▶ Document passage:
* * * * *

The reality is, they don't understand how to grow your money any better than you do. And not only don't they understand, they just don't have the time. They're very busy bringing on new business; so busy, in fact, they don't have the time to really look at what's best for their clients based on their own research. So they use independent rating companies or the Morningstar Style Box, or a 3-5 year on-line view of fund performance as a substitute for real research.

If not, they'll use some sort of software, which is what I call "rear-window-basis software." And if you've ever sat down with a financial advisor, they ask your age, and then in about one minute, somehow they know the exact split to recommend. In 60 seconds or less, the financial advisor will say, "Oh, you need to be in a 60/40 split - split 60% in cash, 40% in bonds."

It takes more than a minute to figure out what is best for a client. There are hopes, there are dreams, there are risks, there are rewards, and there is no way some computer software program can kick out a number to tell me what's best for my client. Just to be clear, this software is ridiculous. It's silly. A software program that knows what's best? Absurd.

But again, it's simple, it's easy, and the financial advisor can push the responsibility off on the rating company or the software they use. Now, I'm not saying whether financial advisors are good people or bad people, I'm simply pointing out that these advisors don't really know how to grow money. Again, it's because of what they're paid to do. They're salespeople. They're not doing deep-value security analysis.

Here's the ultimate silliness: Not having time, the advisors probably do the best they can. So they look to the mutual fund companies and ask, "Hey, what should our clients buy?"

* * * * *

▶ Supplied entries:
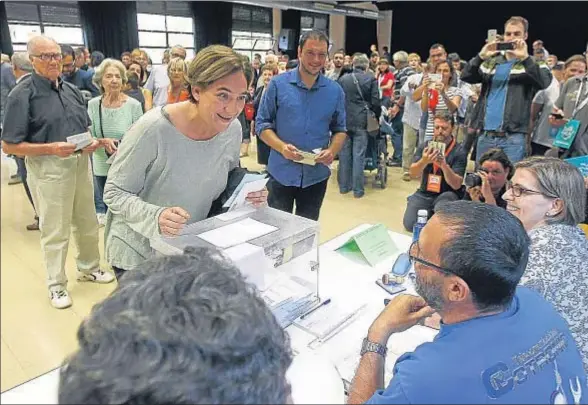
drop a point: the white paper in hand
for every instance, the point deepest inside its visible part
(251, 187)
(80, 140)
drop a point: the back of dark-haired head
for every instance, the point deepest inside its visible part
(313, 34)
(445, 117)
(96, 58)
(498, 155)
(436, 46)
(454, 56)
(574, 58)
(487, 247)
(182, 329)
(67, 50)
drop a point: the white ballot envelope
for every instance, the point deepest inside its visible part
(435, 78)
(80, 140)
(308, 158)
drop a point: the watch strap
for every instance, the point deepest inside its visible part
(372, 347)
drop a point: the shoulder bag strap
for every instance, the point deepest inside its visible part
(359, 90)
(100, 116)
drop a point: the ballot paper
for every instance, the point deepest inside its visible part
(253, 264)
(328, 319)
(241, 212)
(237, 233)
(80, 140)
(240, 200)
(288, 298)
(307, 158)
(248, 178)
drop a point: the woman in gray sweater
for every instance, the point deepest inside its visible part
(174, 162)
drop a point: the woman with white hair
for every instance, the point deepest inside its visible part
(176, 71)
(112, 114)
(548, 195)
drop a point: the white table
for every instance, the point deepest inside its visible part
(342, 279)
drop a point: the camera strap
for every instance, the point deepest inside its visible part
(579, 105)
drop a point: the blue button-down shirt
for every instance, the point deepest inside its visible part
(304, 118)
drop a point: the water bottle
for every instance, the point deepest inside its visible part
(422, 217)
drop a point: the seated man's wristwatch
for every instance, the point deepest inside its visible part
(371, 347)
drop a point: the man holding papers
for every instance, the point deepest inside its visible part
(46, 121)
(497, 344)
(297, 115)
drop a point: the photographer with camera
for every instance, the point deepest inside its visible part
(489, 183)
(510, 79)
(441, 164)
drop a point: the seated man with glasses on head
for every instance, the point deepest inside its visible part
(441, 173)
(498, 343)
(490, 182)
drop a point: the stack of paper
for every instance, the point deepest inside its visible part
(289, 298)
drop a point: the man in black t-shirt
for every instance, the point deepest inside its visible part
(441, 173)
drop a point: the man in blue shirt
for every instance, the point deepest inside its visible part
(509, 80)
(497, 344)
(302, 111)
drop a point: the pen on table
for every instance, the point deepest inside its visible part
(322, 304)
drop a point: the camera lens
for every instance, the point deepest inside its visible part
(473, 180)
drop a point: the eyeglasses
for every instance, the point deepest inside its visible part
(414, 259)
(518, 190)
(46, 57)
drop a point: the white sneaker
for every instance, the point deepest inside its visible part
(98, 276)
(60, 299)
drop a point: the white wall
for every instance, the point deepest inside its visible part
(337, 31)
(385, 30)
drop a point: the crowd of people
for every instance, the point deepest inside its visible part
(502, 269)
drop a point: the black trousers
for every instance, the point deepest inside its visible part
(308, 200)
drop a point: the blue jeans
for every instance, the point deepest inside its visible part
(352, 163)
(397, 135)
(99, 182)
(514, 145)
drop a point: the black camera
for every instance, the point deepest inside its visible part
(505, 46)
(473, 180)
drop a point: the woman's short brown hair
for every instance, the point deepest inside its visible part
(213, 63)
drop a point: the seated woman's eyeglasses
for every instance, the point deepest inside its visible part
(46, 57)
(517, 190)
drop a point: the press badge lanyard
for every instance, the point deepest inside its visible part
(583, 103)
(447, 152)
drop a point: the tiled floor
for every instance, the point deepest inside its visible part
(36, 337)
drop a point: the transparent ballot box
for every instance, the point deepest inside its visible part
(274, 250)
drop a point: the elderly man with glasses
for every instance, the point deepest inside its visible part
(497, 343)
(41, 113)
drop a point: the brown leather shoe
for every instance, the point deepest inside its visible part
(34, 226)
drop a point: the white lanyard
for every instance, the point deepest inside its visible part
(583, 103)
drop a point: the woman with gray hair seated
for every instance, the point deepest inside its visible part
(112, 114)
(548, 195)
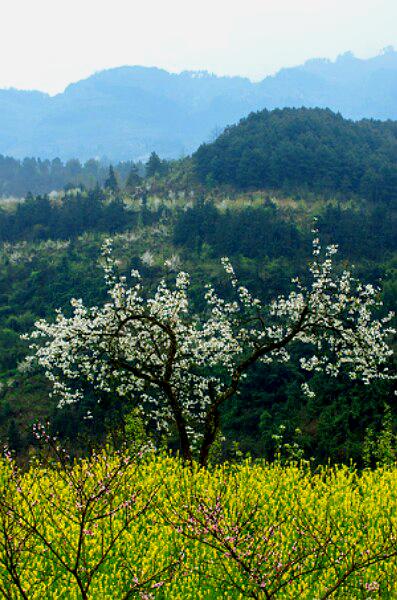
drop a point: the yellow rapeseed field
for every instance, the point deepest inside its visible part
(113, 526)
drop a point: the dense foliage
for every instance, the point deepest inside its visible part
(112, 526)
(269, 243)
(304, 149)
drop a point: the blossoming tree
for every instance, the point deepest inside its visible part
(182, 367)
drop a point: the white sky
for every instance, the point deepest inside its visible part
(46, 44)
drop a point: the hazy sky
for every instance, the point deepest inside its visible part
(46, 44)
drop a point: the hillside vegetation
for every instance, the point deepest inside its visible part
(126, 112)
(305, 149)
(114, 526)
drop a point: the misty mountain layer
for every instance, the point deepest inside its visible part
(126, 112)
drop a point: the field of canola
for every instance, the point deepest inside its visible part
(113, 527)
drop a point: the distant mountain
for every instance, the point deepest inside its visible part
(304, 148)
(126, 112)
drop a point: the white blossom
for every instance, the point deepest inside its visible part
(180, 366)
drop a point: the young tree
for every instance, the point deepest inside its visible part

* * * * *

▶ Exercise brief: In the passage on financial advisors, list each thing the author says "there are" when explaining why it takes more than a minute to determine what is best for a client. The material that accompanies the passage on financial advisors was drawn from a separate source.

▶ Full output:
- hopes
- dreams
- risks
- rewards